REQUIRED ACTION: The records below must be reproduced exactly, excluding any pictures.

[Stored data entries]
◆ ◆ ◆ ◆

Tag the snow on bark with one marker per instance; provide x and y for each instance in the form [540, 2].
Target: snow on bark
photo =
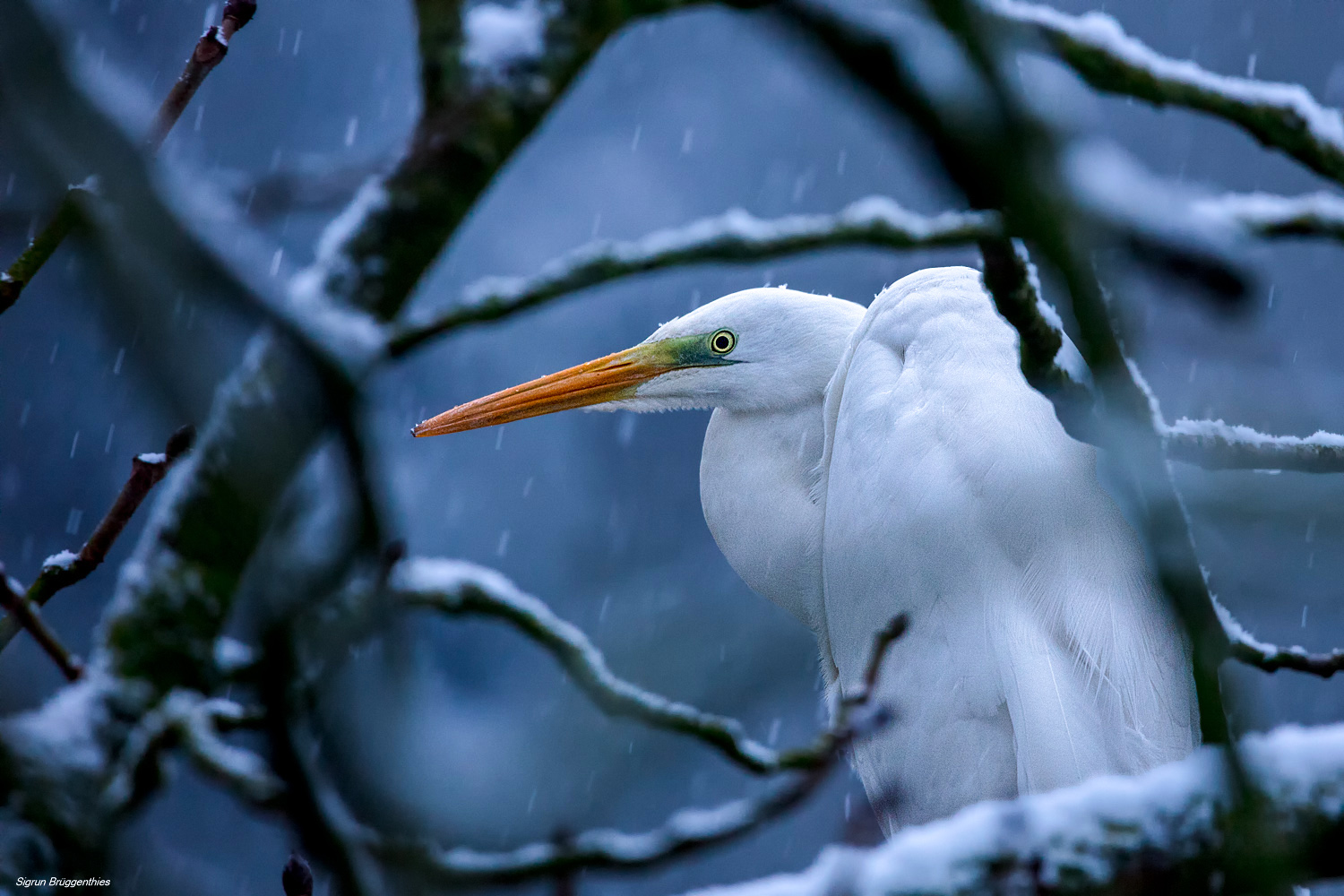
[1269, 215]
[500, 37]
[1167, 825]
[1252, 650]
[733, 237]
[459, 587]
[1282, 116]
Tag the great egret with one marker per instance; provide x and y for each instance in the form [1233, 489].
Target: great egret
[867, 462]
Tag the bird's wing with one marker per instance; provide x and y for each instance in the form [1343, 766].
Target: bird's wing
[1039, 651]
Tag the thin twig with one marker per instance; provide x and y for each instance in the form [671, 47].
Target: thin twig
[733, 237]
[1269, 657]
[462, 589]
[207, 54]
[1279, 116]
[1215, 445]
[66, 568]
[24, 614]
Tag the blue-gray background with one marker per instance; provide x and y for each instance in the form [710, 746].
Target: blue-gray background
[464, 729]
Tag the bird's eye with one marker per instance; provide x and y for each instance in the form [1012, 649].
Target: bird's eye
[722, 341]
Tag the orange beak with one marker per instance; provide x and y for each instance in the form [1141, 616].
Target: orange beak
[605, 379]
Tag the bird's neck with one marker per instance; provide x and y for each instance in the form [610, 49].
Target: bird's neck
[755, 487]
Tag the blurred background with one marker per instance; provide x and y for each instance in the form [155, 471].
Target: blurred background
[465, 731]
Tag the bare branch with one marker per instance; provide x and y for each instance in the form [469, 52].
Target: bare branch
[1172, 829]
[207, 54]
[1269, 215]
[66, 568]
[687, 831]
[24, 614]
[1269, 657]
[733, 237]
[462, 589]
[39, 250]
[1279, 116]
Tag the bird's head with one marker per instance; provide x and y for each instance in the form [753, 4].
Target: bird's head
[755, 349]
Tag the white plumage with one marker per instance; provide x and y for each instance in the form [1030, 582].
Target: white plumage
[865, 463]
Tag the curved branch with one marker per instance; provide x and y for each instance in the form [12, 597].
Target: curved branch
[462, 589]
[209, 53]
[687, 831]
[1215, 445]
[1281, 116]
[1269, 215]
[1171, 829]
[733, 237]
[1246, 648]
[188, 719]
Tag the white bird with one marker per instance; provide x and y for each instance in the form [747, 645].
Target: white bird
[862, 463]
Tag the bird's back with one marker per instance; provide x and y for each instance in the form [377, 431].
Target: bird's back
[1039, 651]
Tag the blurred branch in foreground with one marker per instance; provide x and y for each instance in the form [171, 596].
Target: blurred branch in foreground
[733, 237]
[1271, 215]
[207, 54]
[1168, 831]
[459, 587]
[1279, 116]
[24, 616]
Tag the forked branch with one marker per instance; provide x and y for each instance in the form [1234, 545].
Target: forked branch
[462, 589]
[1279, 116]
[733, 237]
[66, 568]
[207, 54]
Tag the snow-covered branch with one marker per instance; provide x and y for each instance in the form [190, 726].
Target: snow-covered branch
[1050, 362]
[685, 831]
[1168, 831]
[1281, 116]
[209, 53]
[195, 723]
[1246, 648]
[1269, 215]
[1215, 445]
[23, 614]
[464, 589]
[733, 237]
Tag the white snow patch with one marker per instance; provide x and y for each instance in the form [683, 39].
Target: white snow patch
[1105, 35]
[1081, 831]
[1238, 435]
[499, 37]
[64, 560]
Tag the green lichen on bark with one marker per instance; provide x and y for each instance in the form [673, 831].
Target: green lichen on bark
[470, 128]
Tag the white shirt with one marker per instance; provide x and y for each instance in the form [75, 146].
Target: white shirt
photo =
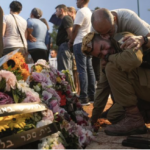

◆ ◆ ◆ ◆

RESPONSE TO THE TASK:
Tag the snow on bark with one marker per instance; provide x and y for each instance in the form [540, 2].
Target: snow on bark
photo =
[1269, 215]
[500, 37]
[1167, 825]
[1252, 650]
[733, 237]
[459, 587]
[1282, 116]
Tag the great egret with one marker per instance; provide x and y for each instance in the form [1233, 489].
Target: great egret
[867, 462]
Tag the bird's wing with one marker per instance; provide x and y for each instance in the form [1343, 766].
Target: bird's wing
[1039, 651]
Tag the thin twig with one marker per instance; provide x and y for each instance in the form [671, 47].
Target: thin twig
[733, 237]
[1269, 657]
[462, 589]
[207, 54]
[1279, 116]
[1215, 445]
[66, 568]
[24, 614]
Tag the blue-gray background with one marker per instance; provide x and y for each instance in the form [710, 746].
Target: blue-gray background
[464, 729]
Tag the bird's eye with one marker per instance; provide x and y for each instance in the form [1012, 649].
Target: bird's eye
[722, 341]
Tag the orange beak with one marker per instance; provide x and y for each instance in the form [1141, 616].
Target: orange beak
[605, 379]
Tag the bird's neck with one marker per instance; provide x and y for each instance in the form [610, 49].
Target: bird's neck
[755, 487]
Tag the blurred background with one marker per instance; provide x and y for each instance in the form [155, 471].
Target: blurred background
[465, 731]
Tag the bare branch with one marker per instance; provide x and y for each instance in the form [469, 52].
Target: bare branch
[1172, 829]
[207, 54]
[1269, 215]
[66, 568]
[687, 831]
[24, 614]
[1269, 657]
[733, 237]
[462, 589]
[39, 250]
[1279, 116]
Tag the bird's head with one marker per instance; provide x and y for each instance in the form [753, 4].
Target: bird's head
[755, 349]
Tag the white plumage with one marker per instance; provide x and y for each instance in the form [1030, 582].
Target: white plumage
[865, 463]
Tag the curved branch with one marker per instance; provide x and y for each instance in the form [12, 597].
Target: curved branch
[462, 589]
[209, 53]
[687, 831]
[1215, 445]
[1281, 116]
[1269, 215]
[1171, 829]
[733, 237]
[1246, 648]
[188, 719]
Tag the white bird with one marker per instance; provide x and y for each instance in the form [747, 645].
Target: white bird
[862, 463]
Tag the bird's back with one marker per instance; provide x and y for each instance in the form [377, 431].
Target: bird's back
[1039, 651]
Tag the blurred branch in foreground with one marker per instance; provide x and y for each instance in the form [171, 596].
Target: blurred branch in foreground
[733, 237]
[1271, 215]
[207, 54]
[1168, 831]
[459, 587]
[1279, 116]
[24, 616]
Tag the forked branch with one marker per instance; provide x and y for each instance in the form [1234, 545].
Target: forked branch
[462, 589]
[1279, 116]
[733, 237]
[66, 568]
[207, 54]
Tag the snow-covered branch with one marker per instance; provide x and y for each instance in the form [190, 726].
Target: snow-covered branch
[1050, 362]
[685, 831]
[1168, 831]
[1281, 116]
[209, 53]
[195, 723]
[1246, 648]
[1269, 215]
[1215, 445]
[23, 614]
[464, 589]
[733, 237]
Tag the white snow patch with one marker per instance; provide x and y for each instance in the form [683, 39].
Target: white snow patch
[1105, 35]
[1081, 831]
[1238, 435]
[499, 37]
[64, 560]
Tag the green lichen on bark with one marker per instance; provide x and y for each instance in the form [673, 831].
Target: green lichen on bark
[470, 128]
Tag the white shirt with one marker per instance; provide x and y for each instance in the form [75, 146].
Target: white shirt
photo =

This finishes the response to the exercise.